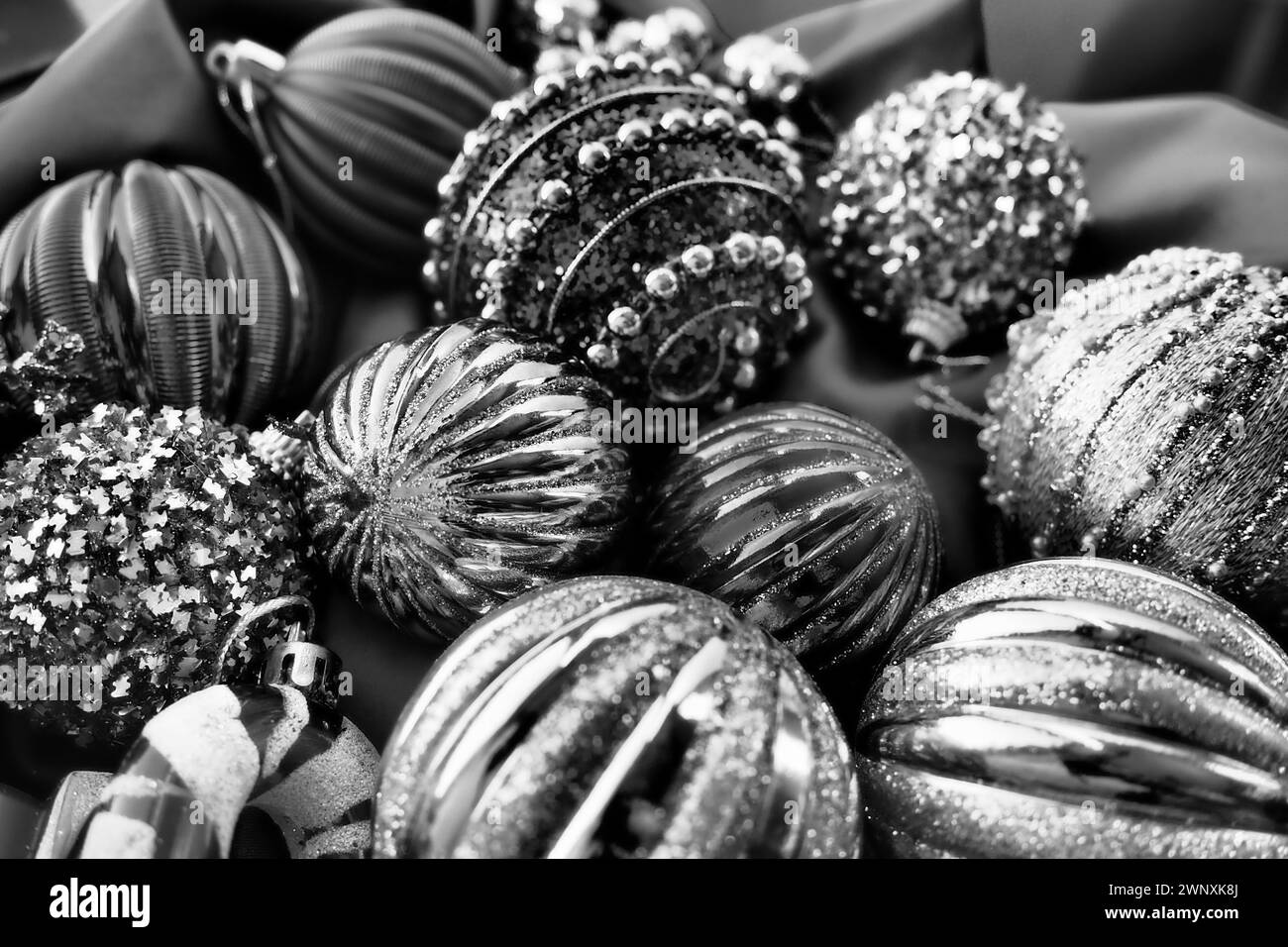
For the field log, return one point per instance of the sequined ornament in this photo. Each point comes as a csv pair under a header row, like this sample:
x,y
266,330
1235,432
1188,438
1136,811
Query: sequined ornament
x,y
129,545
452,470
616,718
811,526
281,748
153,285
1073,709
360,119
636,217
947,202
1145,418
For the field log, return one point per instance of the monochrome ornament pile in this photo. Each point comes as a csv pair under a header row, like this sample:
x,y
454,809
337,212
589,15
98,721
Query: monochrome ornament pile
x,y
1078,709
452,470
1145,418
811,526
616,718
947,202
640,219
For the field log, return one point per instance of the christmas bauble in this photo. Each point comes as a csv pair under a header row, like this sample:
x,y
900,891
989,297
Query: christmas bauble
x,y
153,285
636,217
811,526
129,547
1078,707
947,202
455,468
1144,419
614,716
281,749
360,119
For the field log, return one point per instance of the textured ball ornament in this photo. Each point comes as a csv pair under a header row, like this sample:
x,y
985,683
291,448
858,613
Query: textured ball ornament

++++++++++

| Description of the task |
Arrange every line above as a JSON list of strings, one string per line, with blank lines dropped and the pictures left out.

| Output of the task |
[
  "For the field log, return one point per instance of the sequined ornament in this photo. Each point comes as a csv pair under a header row, like this sample:",
  "x,y",
  "266,330",
  "1235,432",
  "1188,438",
  "1136,811",
  "Query: sequined ornament",
  "x,y",
  "129,545",
  "452,470",
  "616,718",
  "811,526",
  "281,748",
  "153,285",
  "1073,709",
  "360,119",
  "636,217",
  "947,202",
  "1145,418",
  "For the field log, return one point per instance of the monochrome ornament pile in this photo. Each point comes as a csv pair under a header row, like this sample:",
  "x,y",
  "454,809",
  "337,212",
  "589,15",
  "98,721",
  "Query: monochrome ornament pile",
  "x,y",
  "1078,709",
  "452,470",
  "1145,418",
  "811,526",
  "616,718",
  "947,202",
  "640,219",
  "For the field log, return one point per instance of the christmas bauble in this photo. Each point comes as a csv pair under a header row, like this sample:",
  "x,y",
  "900,891",
  "989,297",
  "Query: christmas bauble",
  "x,y",
  "153,285",
  "636,217",
  "811,526",
  "129,547",
  "1078,707",
  "947,202",
  "455,468",
  "1144,419",
  "614,716",
  "281,749",
  "360,119",
  "For the field log, return one point per instance of the textured ball ornament in this photo. Each point comes as a csv pair under a header row, like this sample:",
  "x,y",
  "985,683",
  "291,448",
  "858,613",
  "Query: textured ball ornament"
]